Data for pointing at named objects
━━━━━━━━━━━━━━━━━━━━
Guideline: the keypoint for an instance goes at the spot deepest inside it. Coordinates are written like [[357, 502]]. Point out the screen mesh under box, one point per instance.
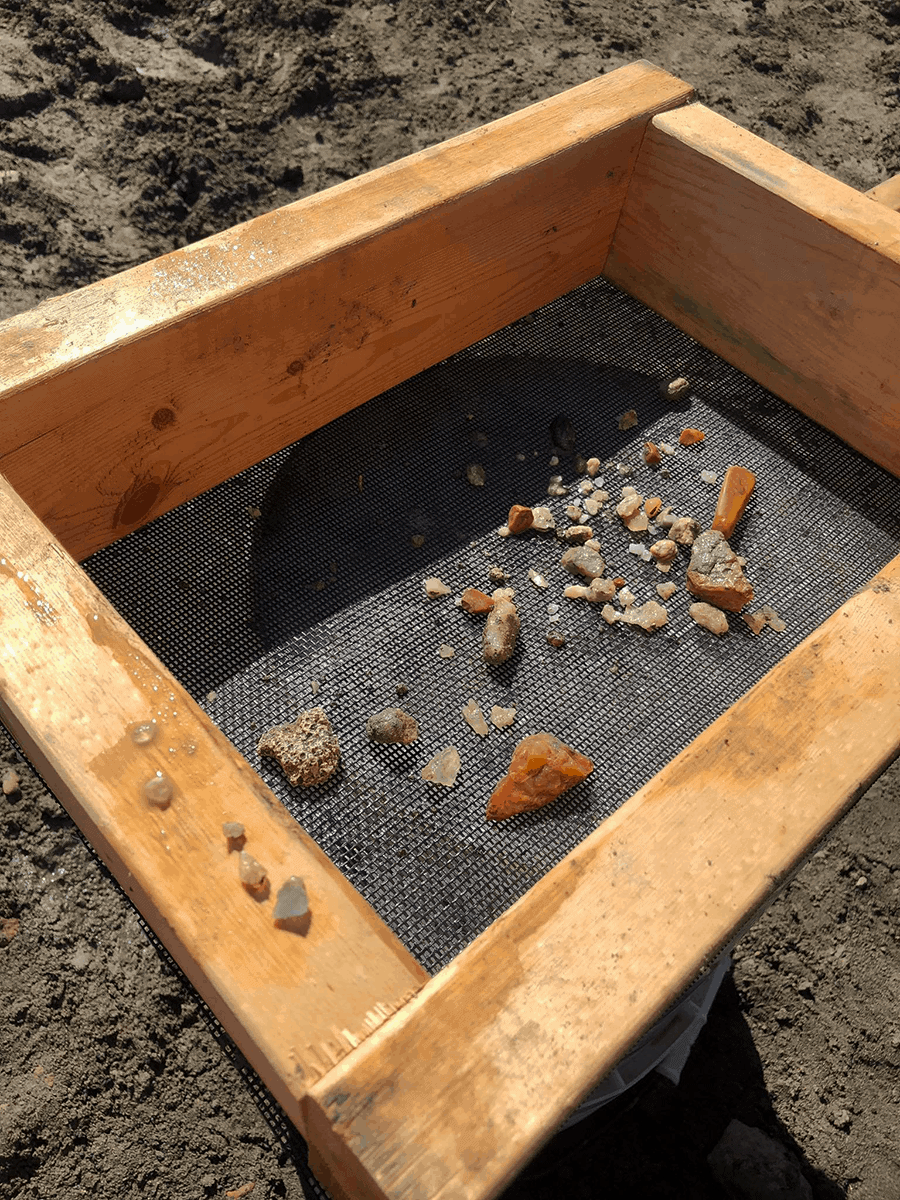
[[298, 583]]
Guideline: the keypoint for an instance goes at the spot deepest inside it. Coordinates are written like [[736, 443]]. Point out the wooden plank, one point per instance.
[[887, 193], [73, 679], [153, 385], [790, 275], [460, 1089]]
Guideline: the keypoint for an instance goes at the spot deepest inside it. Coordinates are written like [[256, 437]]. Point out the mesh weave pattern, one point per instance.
[[327, 586]]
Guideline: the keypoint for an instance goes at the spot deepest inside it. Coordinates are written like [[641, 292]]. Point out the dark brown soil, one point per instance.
[[129, 129]]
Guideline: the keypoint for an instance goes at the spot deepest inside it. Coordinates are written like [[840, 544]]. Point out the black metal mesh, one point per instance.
[[327, 586]]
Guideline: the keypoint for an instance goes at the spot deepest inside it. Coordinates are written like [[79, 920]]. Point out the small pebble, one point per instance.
[[690, 437], [711, 618], [292, 900], [11, 781], [250, 871], [436, 587], [677, 388], [502, 718], [543, 520], [391, 726], [474, 718], [443, 768], [520, 519], [576, 535]]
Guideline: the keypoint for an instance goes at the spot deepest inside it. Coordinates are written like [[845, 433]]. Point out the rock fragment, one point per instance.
[[543, 768], [436, 587], [715, 575], [292, 900], [711, 618], [664, 550], [391, 726], [501, 633], [576, 535], [502, 718], [648, 616], [683, 531], [475, 601], [443, 768], [690, 437], [585, 562], [520, 519], [474, 718], [306, 749], [250, 871]]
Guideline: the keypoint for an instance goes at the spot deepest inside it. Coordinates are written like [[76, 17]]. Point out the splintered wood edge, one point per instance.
[[73, 679], [151, 387], [787, 274], [460, 1089]]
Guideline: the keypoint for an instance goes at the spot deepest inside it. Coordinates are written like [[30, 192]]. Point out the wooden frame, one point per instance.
[[138, 389]]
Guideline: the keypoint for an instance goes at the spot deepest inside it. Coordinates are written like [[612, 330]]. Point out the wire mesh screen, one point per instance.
[[299, 582]]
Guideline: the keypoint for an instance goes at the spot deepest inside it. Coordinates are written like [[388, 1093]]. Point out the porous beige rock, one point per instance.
[[306, 749]]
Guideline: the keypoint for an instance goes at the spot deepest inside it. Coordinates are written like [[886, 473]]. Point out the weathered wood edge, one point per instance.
[[784, 271], [73, 679], [149, 388], [456, 1092], [887, 193]]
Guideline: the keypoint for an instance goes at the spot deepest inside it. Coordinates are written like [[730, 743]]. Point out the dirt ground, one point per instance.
[[131, 129]]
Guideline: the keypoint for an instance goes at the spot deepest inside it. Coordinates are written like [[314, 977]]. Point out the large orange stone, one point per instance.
[[543, 768]]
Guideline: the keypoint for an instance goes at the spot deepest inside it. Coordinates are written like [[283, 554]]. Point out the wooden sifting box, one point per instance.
[[131, 396]]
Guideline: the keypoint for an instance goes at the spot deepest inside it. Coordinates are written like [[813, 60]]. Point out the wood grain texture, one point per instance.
[[887, 193], [73, 679], [460, 1089], [150, 387], [790, 275]]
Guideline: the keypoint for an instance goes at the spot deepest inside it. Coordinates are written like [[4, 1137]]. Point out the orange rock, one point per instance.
[[736, 490], [520, 519], [690, 437], [473, 600], [541, 769]]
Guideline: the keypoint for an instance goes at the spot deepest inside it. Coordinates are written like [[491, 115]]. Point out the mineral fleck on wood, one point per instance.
[[711, 618], [474, 718], [443, 768], [475, 601], [520, 519], [501, 633], [543, 768], [306, 749], [715, 575], [292, 900], [391, 726], [690, 437]]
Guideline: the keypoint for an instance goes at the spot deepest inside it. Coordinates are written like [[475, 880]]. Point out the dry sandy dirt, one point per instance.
[[131, 129]]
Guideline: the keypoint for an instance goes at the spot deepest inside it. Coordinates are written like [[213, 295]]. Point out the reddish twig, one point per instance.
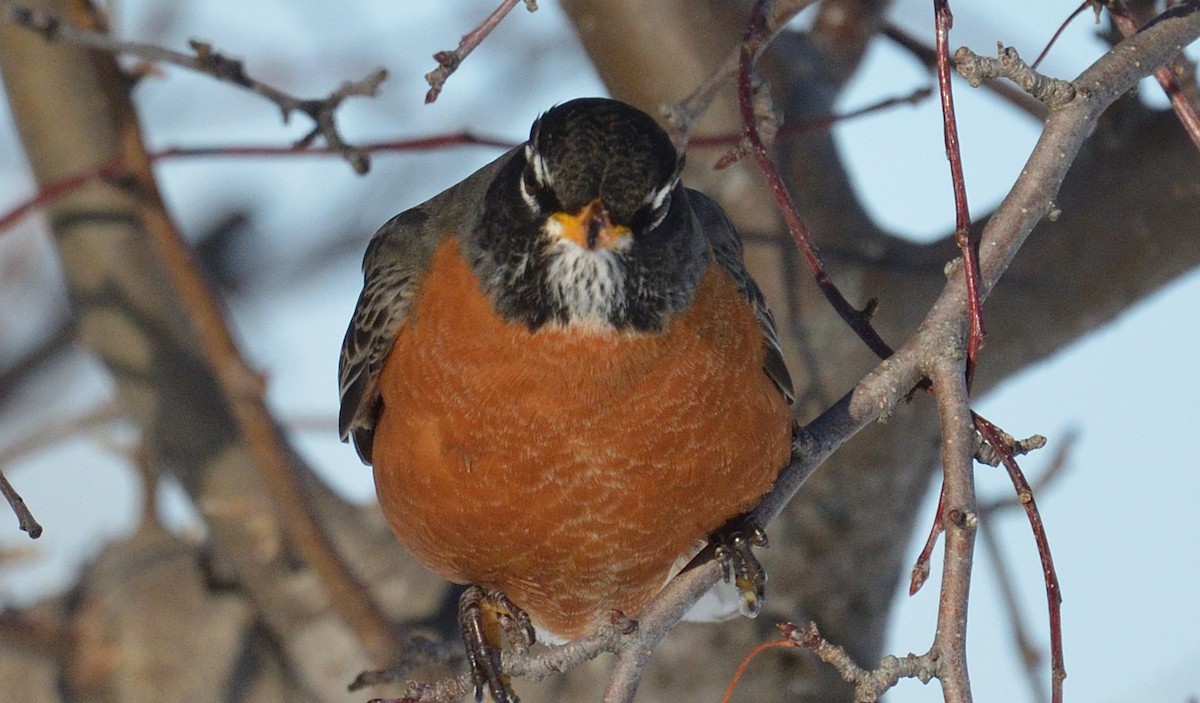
[[858, 320], [204, 59], [869, 685], [241, 388], [921, 569], [945, 19], [1062, 28], [1030, 654], [114, 169], [793, 130], [928, 58], [1128, 23], [959, 518], [449, 61], [1054, 595], [749, 658], [57, 190]]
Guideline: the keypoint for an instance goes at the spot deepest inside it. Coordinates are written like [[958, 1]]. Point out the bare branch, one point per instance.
[[943, 20], [25, 520], [1128, 20], [685, 114], [869, 685], [449, 61], [1054, 592], [207, 60], [959, 520], [977, 70]]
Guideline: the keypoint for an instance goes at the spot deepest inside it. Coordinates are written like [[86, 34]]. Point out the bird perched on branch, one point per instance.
[[567, 382]]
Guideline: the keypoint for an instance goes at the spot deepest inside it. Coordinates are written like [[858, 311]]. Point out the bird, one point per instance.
[[567, 383]]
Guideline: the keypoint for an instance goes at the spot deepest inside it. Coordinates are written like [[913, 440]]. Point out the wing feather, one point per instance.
[[727, 251]]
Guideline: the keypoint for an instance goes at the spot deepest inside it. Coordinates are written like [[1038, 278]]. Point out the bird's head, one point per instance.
[[588, 224]]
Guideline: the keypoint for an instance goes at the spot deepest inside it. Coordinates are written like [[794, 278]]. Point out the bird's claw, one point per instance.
[[486, 618], [733, 547]]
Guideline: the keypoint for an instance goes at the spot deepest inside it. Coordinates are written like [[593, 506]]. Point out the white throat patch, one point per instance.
[[591, 284]]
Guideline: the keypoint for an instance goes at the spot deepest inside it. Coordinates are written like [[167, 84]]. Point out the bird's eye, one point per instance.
[[529, 188], [658, 204]]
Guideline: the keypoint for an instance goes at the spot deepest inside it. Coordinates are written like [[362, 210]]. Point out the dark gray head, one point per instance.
[[589, 226]]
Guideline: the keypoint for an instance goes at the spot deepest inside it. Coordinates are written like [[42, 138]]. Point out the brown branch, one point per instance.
[[977, 70], [210, 62], [534, 667], [1029, 202], [1027, 652], [25, 520], [928, 58], [970, 251], [869, 685], [772, 19], [1030, 654], [449, 61], [1054, 593], [1059, 31], [243, 388], [959, 521], [919, 574], [756, 32], [1128, 22]]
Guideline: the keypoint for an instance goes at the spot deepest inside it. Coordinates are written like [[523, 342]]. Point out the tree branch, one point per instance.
[[207, 60]]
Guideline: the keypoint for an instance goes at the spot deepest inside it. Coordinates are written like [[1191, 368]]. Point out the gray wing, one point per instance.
[[727, 251], [391, 272], [393, 268]]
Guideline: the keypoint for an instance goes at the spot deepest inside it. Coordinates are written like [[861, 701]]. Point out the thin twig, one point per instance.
[[534, 667], [977, 70], [204, 59], [869, 685], [40, 440], [25, 520], [921, 568], [970, 250], [114, 169], [1128, 23], [756, 32], [745, 664], [1057, 32], [449, 61], [1030, 654], [240, 385], [793, 130], [1054, 593], [684, 114], [1059, 463], [959, 518]]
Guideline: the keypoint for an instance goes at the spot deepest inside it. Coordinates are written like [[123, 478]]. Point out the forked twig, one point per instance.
[[449, 61], [207, 60]]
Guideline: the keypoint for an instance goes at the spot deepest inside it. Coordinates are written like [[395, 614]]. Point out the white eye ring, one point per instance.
[[657, 198], [529, 198], [539, 167]]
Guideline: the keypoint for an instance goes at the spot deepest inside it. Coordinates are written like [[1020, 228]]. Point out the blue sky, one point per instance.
[[1122, 520]]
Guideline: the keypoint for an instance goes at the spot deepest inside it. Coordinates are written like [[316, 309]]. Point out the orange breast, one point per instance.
[[570, 469]]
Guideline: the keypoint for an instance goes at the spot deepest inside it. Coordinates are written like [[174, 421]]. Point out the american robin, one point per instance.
[[565, 380]]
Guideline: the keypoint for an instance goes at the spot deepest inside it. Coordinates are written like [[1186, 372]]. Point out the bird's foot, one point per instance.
[[733, 547], [487, 618]]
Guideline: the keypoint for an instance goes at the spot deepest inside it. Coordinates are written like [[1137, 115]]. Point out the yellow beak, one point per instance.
[[591, 228]]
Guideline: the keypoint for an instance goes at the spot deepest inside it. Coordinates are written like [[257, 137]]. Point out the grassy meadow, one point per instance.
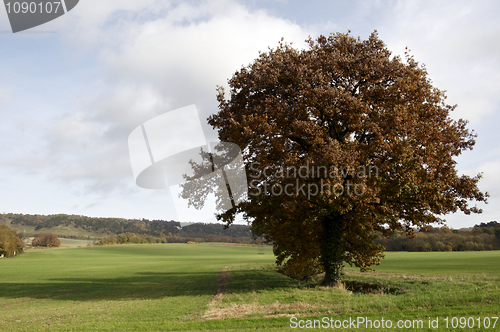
[[182, 287]]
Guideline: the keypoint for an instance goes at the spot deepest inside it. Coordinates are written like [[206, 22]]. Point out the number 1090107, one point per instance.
[[33, 7]]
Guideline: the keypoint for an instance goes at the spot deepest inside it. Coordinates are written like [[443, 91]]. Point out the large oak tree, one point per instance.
[[377, 125]]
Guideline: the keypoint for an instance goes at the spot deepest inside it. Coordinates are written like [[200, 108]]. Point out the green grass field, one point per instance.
[[172, 287]]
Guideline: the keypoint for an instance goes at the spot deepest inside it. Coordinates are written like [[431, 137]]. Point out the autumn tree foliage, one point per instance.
[[10, 244], [46, 240], [376, 131]]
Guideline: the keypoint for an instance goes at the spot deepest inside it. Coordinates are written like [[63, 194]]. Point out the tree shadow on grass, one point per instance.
[[147, 285]]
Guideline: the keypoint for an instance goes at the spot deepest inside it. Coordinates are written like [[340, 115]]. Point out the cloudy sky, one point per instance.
[[72, 90]]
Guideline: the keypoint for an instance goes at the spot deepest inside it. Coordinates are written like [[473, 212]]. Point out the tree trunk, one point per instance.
[[332, 249]]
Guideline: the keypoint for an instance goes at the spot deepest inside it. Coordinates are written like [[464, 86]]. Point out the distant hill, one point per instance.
[[77, 226]]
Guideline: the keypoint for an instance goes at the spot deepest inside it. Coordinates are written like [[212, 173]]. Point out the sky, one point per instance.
[[72, 90]]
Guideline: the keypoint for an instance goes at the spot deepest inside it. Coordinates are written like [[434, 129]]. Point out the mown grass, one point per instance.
[[172, 287]]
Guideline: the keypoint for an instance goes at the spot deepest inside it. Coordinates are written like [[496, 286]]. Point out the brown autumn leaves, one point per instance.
[[346, 104]]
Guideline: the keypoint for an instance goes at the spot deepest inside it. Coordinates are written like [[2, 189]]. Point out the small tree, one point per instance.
[[374, 140], [10, 244]]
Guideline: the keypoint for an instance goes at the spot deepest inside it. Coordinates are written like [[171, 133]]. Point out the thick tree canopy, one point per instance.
[[341, 141]]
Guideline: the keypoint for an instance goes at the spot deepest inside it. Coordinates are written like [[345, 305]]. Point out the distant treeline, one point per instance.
[[126, 238], [110, 227], [485, 236], [10, 243]]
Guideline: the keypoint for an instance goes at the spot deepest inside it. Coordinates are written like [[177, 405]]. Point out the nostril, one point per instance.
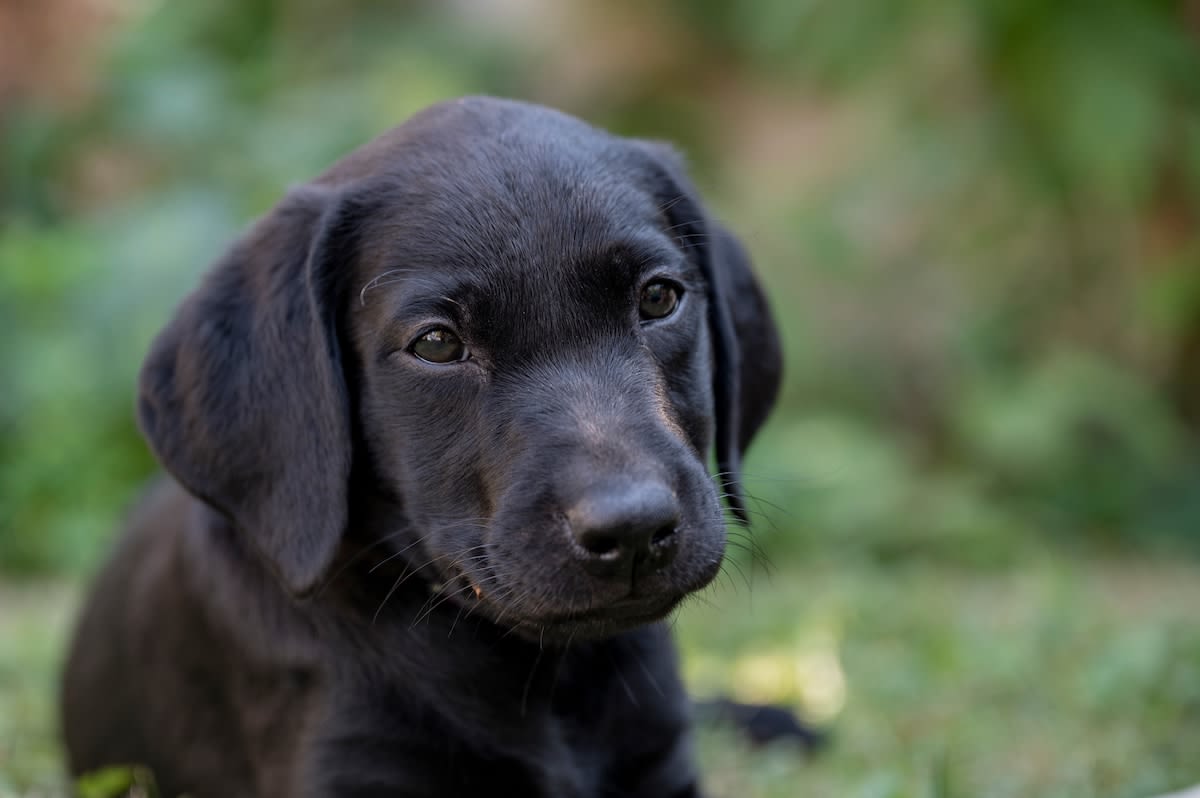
[[600, 545], [663, 535]]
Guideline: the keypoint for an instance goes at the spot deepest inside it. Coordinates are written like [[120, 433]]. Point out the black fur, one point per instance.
[[382, 576]]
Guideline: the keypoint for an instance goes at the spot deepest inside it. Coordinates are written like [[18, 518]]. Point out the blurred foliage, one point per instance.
[[979, 225], [979, 217]]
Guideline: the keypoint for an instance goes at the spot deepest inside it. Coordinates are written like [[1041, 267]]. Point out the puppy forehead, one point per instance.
[[509, 231]]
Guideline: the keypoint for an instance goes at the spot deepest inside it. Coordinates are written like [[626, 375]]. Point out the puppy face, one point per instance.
[[535, 387], [517, 331]]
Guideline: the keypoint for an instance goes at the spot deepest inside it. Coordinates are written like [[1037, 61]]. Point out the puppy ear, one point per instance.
[[745, 341], [243, 397]]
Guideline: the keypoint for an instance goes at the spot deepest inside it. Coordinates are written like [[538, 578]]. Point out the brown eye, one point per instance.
[[659, 300], [439, 346]]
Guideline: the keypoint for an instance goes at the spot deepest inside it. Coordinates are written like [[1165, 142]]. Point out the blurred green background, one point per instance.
[[977, 551]]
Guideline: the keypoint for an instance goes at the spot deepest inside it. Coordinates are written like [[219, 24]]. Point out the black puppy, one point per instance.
[[439, 425]]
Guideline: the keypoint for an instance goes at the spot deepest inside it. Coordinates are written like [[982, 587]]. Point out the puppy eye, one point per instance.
[[439, 346], [659, 300]]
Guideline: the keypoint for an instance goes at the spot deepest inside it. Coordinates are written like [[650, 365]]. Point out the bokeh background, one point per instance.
[[976, 556]]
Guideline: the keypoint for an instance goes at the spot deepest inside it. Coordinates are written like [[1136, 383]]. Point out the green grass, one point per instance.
[[1065, 676]]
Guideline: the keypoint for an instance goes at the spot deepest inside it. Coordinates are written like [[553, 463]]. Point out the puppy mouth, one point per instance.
[[591, 622]]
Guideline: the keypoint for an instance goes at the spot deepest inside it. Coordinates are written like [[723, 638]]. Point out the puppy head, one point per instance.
[[516, 329]]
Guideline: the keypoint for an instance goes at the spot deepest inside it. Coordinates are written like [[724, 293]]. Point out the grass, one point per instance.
[[1065, 676]]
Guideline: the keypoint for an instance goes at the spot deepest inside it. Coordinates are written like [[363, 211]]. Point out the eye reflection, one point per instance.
[[439, 346], [659, 300]]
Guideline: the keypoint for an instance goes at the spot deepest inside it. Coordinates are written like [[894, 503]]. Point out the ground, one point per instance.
[[1066, 676]]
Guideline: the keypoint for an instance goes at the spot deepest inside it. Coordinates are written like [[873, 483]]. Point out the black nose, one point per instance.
[[623, 526]]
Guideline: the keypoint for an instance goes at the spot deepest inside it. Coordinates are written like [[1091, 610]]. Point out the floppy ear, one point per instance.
[[745, 341], [243, 397]]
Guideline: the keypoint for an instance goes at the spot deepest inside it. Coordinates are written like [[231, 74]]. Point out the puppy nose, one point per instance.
[[619, 527]]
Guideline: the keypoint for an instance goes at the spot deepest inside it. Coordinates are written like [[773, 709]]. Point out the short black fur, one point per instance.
[[373, 575]]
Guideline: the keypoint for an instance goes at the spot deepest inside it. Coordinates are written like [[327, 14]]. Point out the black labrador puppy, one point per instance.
[[438, 427]]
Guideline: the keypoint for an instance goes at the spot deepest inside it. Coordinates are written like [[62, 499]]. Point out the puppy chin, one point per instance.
[[549, 625]]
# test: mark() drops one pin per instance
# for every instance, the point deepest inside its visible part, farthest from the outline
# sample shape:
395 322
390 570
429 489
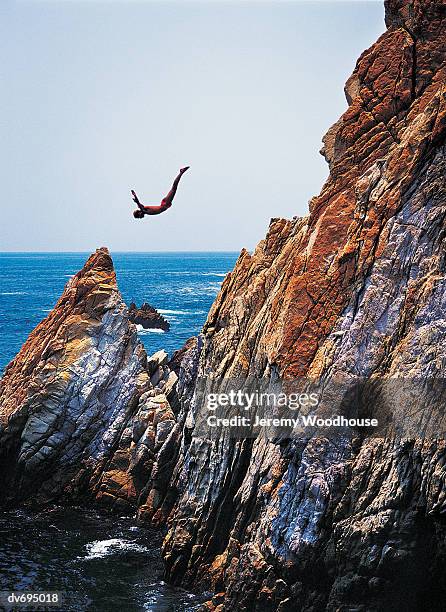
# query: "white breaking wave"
213 273
102 548
184 312
143 331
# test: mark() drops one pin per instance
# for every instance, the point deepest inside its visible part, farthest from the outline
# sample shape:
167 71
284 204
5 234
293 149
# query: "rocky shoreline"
356 289
148 317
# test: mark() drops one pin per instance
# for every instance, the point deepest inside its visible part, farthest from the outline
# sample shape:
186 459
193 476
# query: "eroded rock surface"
357 288
83 411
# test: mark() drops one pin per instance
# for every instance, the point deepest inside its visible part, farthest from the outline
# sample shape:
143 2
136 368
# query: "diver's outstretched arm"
170 196
136 200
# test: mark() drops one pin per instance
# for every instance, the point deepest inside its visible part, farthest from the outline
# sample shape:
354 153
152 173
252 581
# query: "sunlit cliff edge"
358 287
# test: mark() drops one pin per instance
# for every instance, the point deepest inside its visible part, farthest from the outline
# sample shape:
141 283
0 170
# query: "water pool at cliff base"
100 563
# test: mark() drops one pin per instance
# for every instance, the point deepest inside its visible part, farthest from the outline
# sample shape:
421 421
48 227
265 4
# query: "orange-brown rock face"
356 289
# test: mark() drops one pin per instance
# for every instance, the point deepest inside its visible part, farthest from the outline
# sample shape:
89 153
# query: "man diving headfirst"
165 202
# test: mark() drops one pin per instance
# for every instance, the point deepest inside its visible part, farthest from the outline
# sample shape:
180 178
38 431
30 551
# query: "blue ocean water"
182 286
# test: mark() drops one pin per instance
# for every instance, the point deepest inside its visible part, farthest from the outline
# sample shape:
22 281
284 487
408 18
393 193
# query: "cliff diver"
165 202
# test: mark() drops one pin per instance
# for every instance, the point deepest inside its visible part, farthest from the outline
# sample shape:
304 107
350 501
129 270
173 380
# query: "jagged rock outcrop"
148 317
83 411
356 289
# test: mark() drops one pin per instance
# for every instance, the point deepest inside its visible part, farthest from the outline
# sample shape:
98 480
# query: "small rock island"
148 317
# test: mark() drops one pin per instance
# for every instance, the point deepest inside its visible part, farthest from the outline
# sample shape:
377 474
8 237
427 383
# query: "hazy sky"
103 96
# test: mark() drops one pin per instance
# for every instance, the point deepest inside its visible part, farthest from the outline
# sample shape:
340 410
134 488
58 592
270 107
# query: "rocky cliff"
357 288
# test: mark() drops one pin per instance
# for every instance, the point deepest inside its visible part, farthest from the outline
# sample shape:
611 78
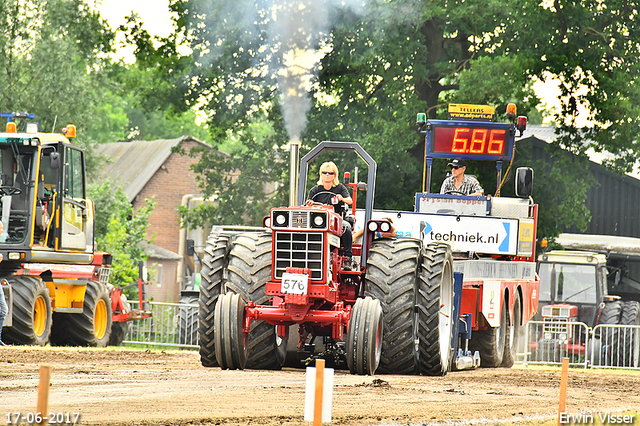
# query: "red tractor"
393 311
━━━━━━━━━━━━━━━━━━━━
▶ **Exercise objective**
Rewrite the data beginning at the line that has "tree branch, one point per instance." and stopping after the line that has "463], [959, 518]]", putting "marker" wherever "keypoint" appears and changing nothing else.

▶ **The solution**
Guideline: the marker for an instance goes at the spot deepest inside it. Coordinates are written like [[523, 342]]. Point out the tree branch, one point per instance.
[[207, 60]]
Guideline: the marker for an instance goes at the spot deepest inside it. Coordinates are written like [[1191, 368]]. Point out the gray wing, one point per instance.
[[727, 251], [391, 272], [393, 268]]
Guideline: the marker for an instance goes at the spot deepest inside it. Coordinates are written like [[861, 701]]. Point out the thin twig, one point per instance.
[[534, 667], [977, 70], [204, 59], [869, 685], [40, 440], [25, 520], [921, 568], [970, 250], [114, 169], [1128, 23], [756, 32], [745, 664], [1057, 32], [449, 61], [1030, 654], [240, 385], [793, 130], [1054, 593], [684, 114], [1059, 463], [959, 518]]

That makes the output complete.